─── GIVEN INFORMATION ───

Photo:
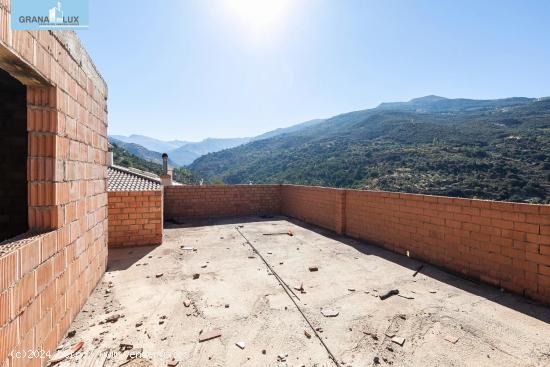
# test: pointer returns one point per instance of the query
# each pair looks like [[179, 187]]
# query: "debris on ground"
[[137, 362], [389, 293], [451, 339], [418, 270], [288, 233], [405, 295], [62, 355], [124, 347], [398, 340], [134, 353], [329, 312], [209, 335], [113, 318], [301, 288]]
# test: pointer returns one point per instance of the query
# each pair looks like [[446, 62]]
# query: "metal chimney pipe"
[[164, 163], [110, 156]]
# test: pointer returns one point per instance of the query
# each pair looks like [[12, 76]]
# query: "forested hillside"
[[124, 158], [493, 149]]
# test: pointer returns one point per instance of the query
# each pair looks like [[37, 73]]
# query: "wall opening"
[[13, 157]]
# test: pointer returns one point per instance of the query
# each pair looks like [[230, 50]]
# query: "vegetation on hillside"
[[480, 149], [124, 158]]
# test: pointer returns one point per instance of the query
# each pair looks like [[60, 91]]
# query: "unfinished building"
[[253, 275]]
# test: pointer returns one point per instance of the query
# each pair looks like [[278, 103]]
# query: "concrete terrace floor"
[[236, 294]]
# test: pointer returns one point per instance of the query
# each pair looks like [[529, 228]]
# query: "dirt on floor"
[[157, 303]]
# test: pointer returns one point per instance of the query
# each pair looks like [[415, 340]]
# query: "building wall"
[[47, 274], [13, 150], [188, 202], [319, 205], [135, 218], [501, 243]]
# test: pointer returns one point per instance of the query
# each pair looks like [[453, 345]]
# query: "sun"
[[259, 15]]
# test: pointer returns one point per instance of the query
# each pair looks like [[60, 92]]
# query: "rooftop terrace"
[[444, 319]]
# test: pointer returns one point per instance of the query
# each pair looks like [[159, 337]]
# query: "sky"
[[192, 69]]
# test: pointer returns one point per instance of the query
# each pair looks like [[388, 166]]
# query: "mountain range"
[[182, 153], [494, 149]]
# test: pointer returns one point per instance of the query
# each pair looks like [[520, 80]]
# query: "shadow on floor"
[[188, 223], [124, 257], [493, 294]]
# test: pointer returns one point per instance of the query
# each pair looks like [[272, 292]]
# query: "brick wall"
[[505, 244], [220, 201], [13, 150], [501, 243], [319, 205], [135, 218], [47, 274]]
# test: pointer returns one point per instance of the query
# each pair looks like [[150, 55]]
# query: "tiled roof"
[[130, 179]]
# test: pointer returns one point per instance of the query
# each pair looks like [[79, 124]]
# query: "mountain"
[[182, 153], [155, 145], [188, 152], [287, 130], [492, 149], [140, 151], [124, 158]]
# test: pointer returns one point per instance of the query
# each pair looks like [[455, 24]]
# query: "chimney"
[[110, 155], [166, 176]]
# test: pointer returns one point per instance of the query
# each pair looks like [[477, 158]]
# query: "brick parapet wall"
[[46, 278], [502, 243], [319, 205], [188, 202], [135, 218]]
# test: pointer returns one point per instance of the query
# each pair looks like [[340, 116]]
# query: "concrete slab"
[[240, 297]]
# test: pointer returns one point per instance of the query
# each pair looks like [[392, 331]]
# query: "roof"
[[131, 179]]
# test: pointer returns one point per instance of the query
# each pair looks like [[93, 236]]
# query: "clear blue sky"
[[191, 69]]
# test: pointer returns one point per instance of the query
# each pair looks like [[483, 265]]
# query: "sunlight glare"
[[259, 16]]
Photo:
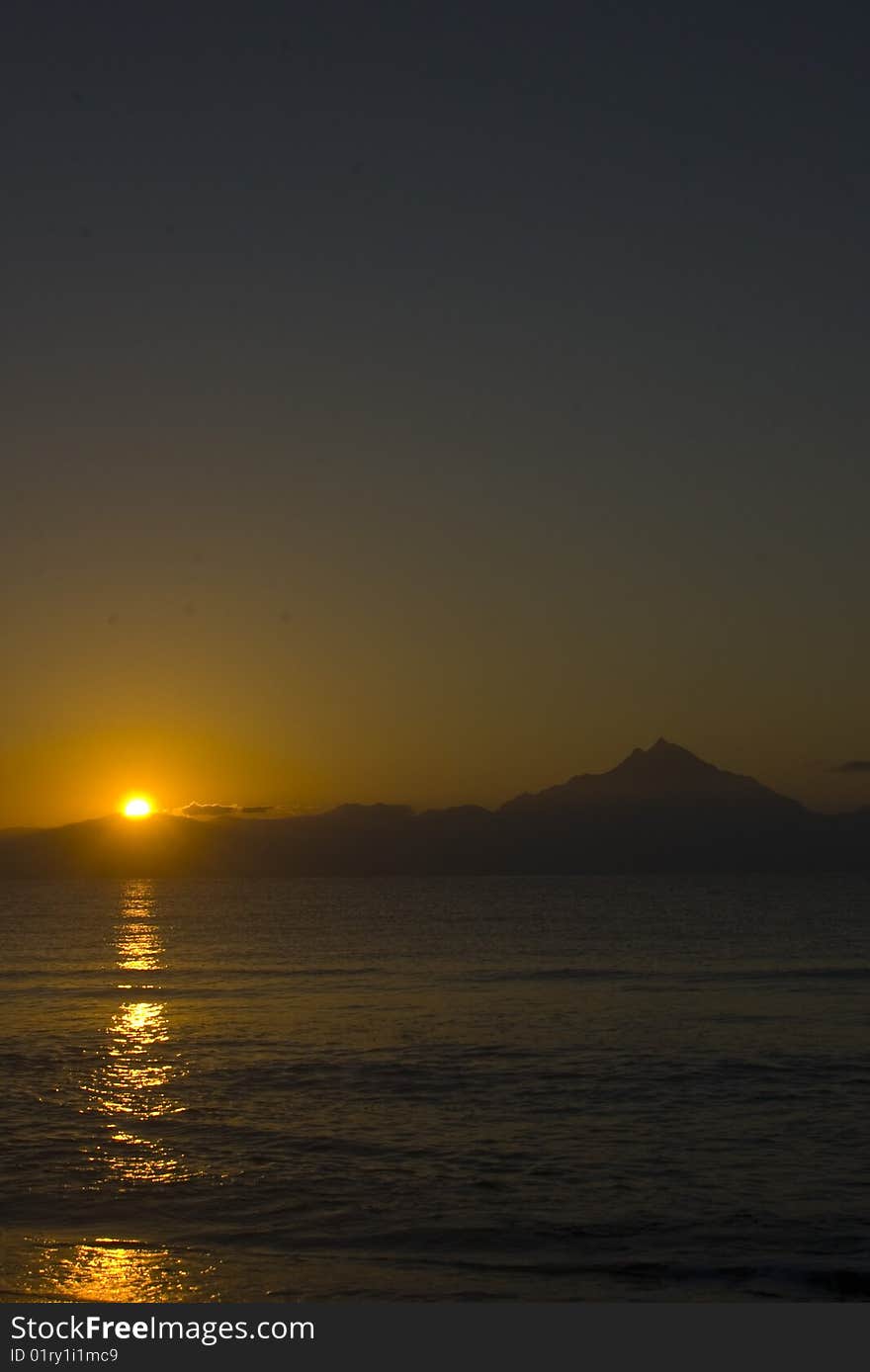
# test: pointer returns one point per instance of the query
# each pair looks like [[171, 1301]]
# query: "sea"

───

### EXERCISE GOAL
Only those lines of the entries above that run from the line containing "# each pair looks like [[159, 337]]" to the line containing "# each pair looks like [[79, 124]]", both included, should be transcribed exactly.

### OUTPUT BELOW
# each pair looks like [[159, 337]]
# query: "sky"
[[192, 69]]
# test: pointer returns one point per instance of the query
# each pair looks like [[388, 166]]
# query: "mountain range"
[[182, 153], [494, 149]]
# test: pointer returns one point per instance of the query
# each pair looks like [[520, 80]]
# query: "shadow on floor"
[[188, 223], [124, 257], [493, 294]]
# test: pointer returns one point per instance of the query
# each pair looks like [[272, 292]]
# query: "brick wall"
[[505, 244], [220, 201], [13, 150], [501, 243], [319, 205], [135, 218], [47, 274]]
# test: pointer returns one point per instance of the query
# each pair looks like [[150, 55]]
# query: "tiled roof"
[[130, 179]]
# test: pointer returns one point per instance of the query
# each pair looks like [[79, 124]]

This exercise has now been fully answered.